§ **Vorgegebener Text**:
***

# Neuer PC?



## athlon (6. Dezember 2004)

Ich möchte mir demnächst einen neuen PC kaufen.
Ich dachte da an einen Athlon64 3500+ (so939)

Jedoch bin ich mir beim Mainboard und speicher unschlüssig.

Könnt ihr mir da vielleicht helfen?

Ich will ein System dass suuuper schenll läuft (spiele) und schön leise ist (kühler?)
der Preis spielt nicht umbedingt eine rolle aber zu teuer sollte es nicht sein sonst hätte ich mich ja auch für den FX-55 entschieden ;-)


----------



## Cheese (6. Dezember 2004)

Als Board würde ich dir entweder ein Asus oder ein MSI empfehlen... Sind beide recht gut, wenn du ans Übertakten rangehen willst, dann MSI(bessere Einstellmöglichkeiten), sonst ASUS.

Beim Prozessor drauf achten, dass er nen Winchester-Kern hat, der hat weniger Abwärme -> besser kühlbar.

***

§ **Bereitgestellte Daten**:
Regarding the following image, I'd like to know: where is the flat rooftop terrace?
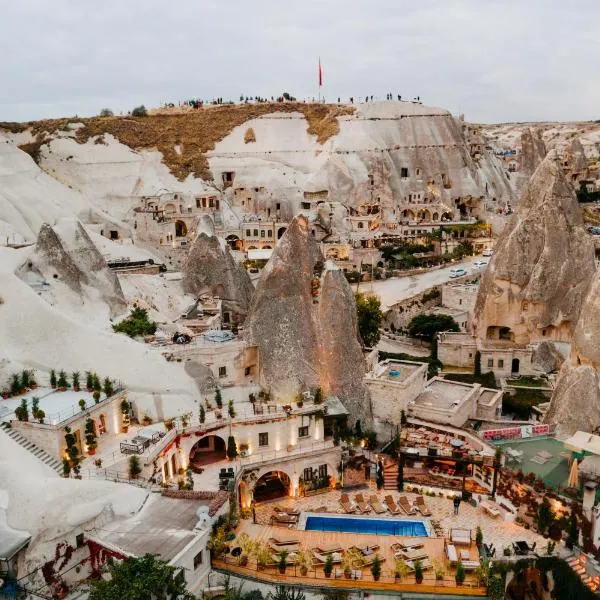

***

§ **Aufgaben**:
(1) Welche Mainboard-Marke empfiehlt Cheese im Forenthread über den neuen PC für den Fall, dass man übertakten will?
(2) Zähle alle Anforderungen auf, die athlon im Forenthread über den neuen PC an das System stellt.
(3) Setze den Forenthread über den neuen PC nach seinem letzten Satz fort.
Die Daten stammen aus einer anderen Quelle.

§ **Lösungen**:
(1) MSI, wegen der besseren Einstellmöglichkeiten.

(2) Es soll sehr schnell laufen (für Spiele), leise sein und nicht zu teuer sein.

(3)
vom Kühler her wirst ned über einen teuren Verax oder so rauskommen, da kenn ich mich ned so wirklich aus. 
Was da evtl ne alternative wäre, wenn du den Standard-Lüfter durch einen Papst-Lüfter ersetzt, der die gleiche Luftmenge hat und leiser läuft.

Speicher halt nen mit ner kurzen Latenzzeit und ned einen Riegel, sondern 2, z.B. 2 x 512MB (1GB Ram empfehlenswert)

Bei der Graphikkarte auf alle Fälle aufpassen, wie breit das Speicherinterface ist (256 Bit empfehlenswert) und wie viele Pixel-Pipelines sie besitzt...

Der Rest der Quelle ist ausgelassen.